§ Exercise goal: Can you copy the lines below word for word, leaving every character unchanged?

*-*-*

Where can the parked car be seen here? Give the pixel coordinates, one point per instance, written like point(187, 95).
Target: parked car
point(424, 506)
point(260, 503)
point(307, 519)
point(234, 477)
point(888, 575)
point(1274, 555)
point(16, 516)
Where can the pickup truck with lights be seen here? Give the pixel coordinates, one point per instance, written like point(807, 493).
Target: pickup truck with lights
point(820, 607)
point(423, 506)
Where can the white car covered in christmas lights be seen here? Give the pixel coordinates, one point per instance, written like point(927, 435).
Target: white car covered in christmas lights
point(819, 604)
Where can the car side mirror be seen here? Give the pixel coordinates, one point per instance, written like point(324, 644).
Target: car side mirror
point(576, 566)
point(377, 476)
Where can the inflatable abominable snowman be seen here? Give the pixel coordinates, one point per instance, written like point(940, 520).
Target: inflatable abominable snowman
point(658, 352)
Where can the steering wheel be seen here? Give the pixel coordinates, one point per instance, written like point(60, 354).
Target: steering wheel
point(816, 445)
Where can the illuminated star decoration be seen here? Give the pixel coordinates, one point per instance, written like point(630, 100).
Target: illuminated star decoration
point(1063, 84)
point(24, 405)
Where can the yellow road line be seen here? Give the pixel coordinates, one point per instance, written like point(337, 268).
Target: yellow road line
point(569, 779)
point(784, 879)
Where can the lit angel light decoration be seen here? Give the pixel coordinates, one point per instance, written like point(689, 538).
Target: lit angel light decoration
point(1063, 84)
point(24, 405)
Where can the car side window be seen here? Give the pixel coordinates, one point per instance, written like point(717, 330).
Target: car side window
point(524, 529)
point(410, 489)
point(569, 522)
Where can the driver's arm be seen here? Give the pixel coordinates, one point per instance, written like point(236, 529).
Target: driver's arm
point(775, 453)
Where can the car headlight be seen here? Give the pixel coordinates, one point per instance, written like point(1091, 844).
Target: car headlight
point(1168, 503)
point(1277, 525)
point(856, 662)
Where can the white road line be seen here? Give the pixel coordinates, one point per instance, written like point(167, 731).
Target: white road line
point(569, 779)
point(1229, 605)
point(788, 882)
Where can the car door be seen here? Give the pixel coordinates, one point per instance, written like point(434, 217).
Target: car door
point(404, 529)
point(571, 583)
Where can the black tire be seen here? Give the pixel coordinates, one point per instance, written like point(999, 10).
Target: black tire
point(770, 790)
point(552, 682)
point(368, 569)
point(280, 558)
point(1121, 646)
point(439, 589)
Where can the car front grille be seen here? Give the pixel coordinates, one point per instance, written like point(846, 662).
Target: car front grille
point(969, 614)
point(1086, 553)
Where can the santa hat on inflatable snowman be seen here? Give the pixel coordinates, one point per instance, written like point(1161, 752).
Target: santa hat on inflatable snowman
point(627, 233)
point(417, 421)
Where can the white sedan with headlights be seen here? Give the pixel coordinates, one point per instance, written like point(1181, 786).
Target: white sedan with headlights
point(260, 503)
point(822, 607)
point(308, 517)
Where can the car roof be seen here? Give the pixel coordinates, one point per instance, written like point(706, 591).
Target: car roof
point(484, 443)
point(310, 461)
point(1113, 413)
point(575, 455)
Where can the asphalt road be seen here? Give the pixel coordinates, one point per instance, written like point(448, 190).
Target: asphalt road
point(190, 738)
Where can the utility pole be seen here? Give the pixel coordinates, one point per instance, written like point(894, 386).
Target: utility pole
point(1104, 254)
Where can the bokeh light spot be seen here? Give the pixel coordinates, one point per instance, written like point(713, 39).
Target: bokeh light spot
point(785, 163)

*-*-*

§ Answer for the task:
Where can the parked car be seen here? Give the pixel coordinates, one point per instance, written like point(187, 95).
Target: parked car
point(424, 506)
point(260, 503)
point(307, 519)
point(234, 477)
point(888, 575)
point(1274, 555)
point(16, 516)
Where can the pickup truck with lights be seen here? Give the pixel coordinates, one point per instance, written like point(807, 493).
Target: pickup truck with lights
point(820, 607)
point(423, 506)
Where can the white car covered in christmas lights be seen here? Give the pixel coordinates, one point per instance, written like point(927, 435).
Target: white car covered in christmas lights
point(819, 604)
Where can the car side mirror be seen here? Give the pixel coordinates, one point per instance, written like point(324, 644).
Target: car side mirror
point(576, 566)
point(377, 476)
Where can the inflatable abominable snowman be seen here? Give the pixel coordinates, one point per instance, written like point(940, 520).
Target: inflatable abominable snowman
point(658, 352)
Where can the steering wheel be seen here? Give the pixel coordinates, one point per instance, written like point(60, 354).
Target: steering wheel
point(816, 445)
Where can the illuminated star decoration be seen here? Give the pixel coordinates, one point per instance, written like point(630, 100).
Target: illuminated star decoration
point(1063, 84)
point(24, 405)
Where can the yellow road line be seen here? Give the pixel coordinates, one point per instance, written like point(337, 268).
Target: yellow road line
point(569, 779)
point(784, 879)
Where can the lit angel light decoration be seen here? Give the pixel coordinates, one point per instance, written like point(689, 538).
Target: lit angel light decoration
point(1063, 84)
point(24, 405)
Where can the car side window be seen here? Give the pixel coordinates, one point per instance, written like point(717, 330).
Target: car side window
point(524, 529)
point(410, 489)
point(569, 522)
Where can the driver's arm be seen here? Give the pixel coordinates, one point per instance, written like point(236, 529).
Target: driver's arm
point(775, 453)
Where can the car headlight be seen here? Give the pixel coordinates, one point per instance, written like point(1091, 844).
Target: car headlight
point(1168, 503)
point(1277, 525)
point(856, 662)
Where can the white road line be seen here? Give the pixel coordinates, one point per instance, written like point(167, 731).
Target: white road line
point(569, 779)
point(1229, 605)
point(788, 882)
Where can the car door be seen here? Give the pixel coordinates, one point per instance, written like point(434, 217).
Target: car door
point(404, 529)
point(571, 583)
Where can the black tire be seen here? Give the pixel coordinates, one point per instance, written like point(999, 10).
Target: black tire
point(770, 790)
point(552, 682)
point(368, 569)
point(280, 558)
point(1121, 646)
point(439, 589)
Where can the car front grille be seen here? Give the pixel coordinates, one point per instance, written like point(846, 662).
Target: car front grille
point(969, 614)
point(1086, 553)
Where can the santa hat on inflatable snowman be seen here? Give the pixel coordinates, one point per instance, written like point(1161, 752).
Target: santa hat on inflatable snowman
point(627, 233)
point(417, 421)
Where can the white sedan with headlights be seen here? Give the pixel coordinates, one point per instance, written like point(1181, 786).
Target: white sedan with headlights
point(260, 503)
point(822, 607)
point(308, 517)
Where can the car roof be seen here? Give the pixel coordinates, one point per instance, written like point(706, 591).
Target: car roof
point(484, 443)
point(310, 461)
point(1113, 413)
point(575, 455)
Where can the asphalt road be seen here? Give the pixel coordinates, one point per instance, written like point(448, 190).
Target: asphalt road
point(190, 738)
Where can the utility pole be seen here? Give the pixel coordinates, one point per instance, written like point(894, 386).
Target: utility pole
point(1104, 254)
Where can the bokeh light spot be seen here? Give the pixel coordinates, one point per instance, written like point(713, 39).
Target: bokeh light spot
point(785, 163)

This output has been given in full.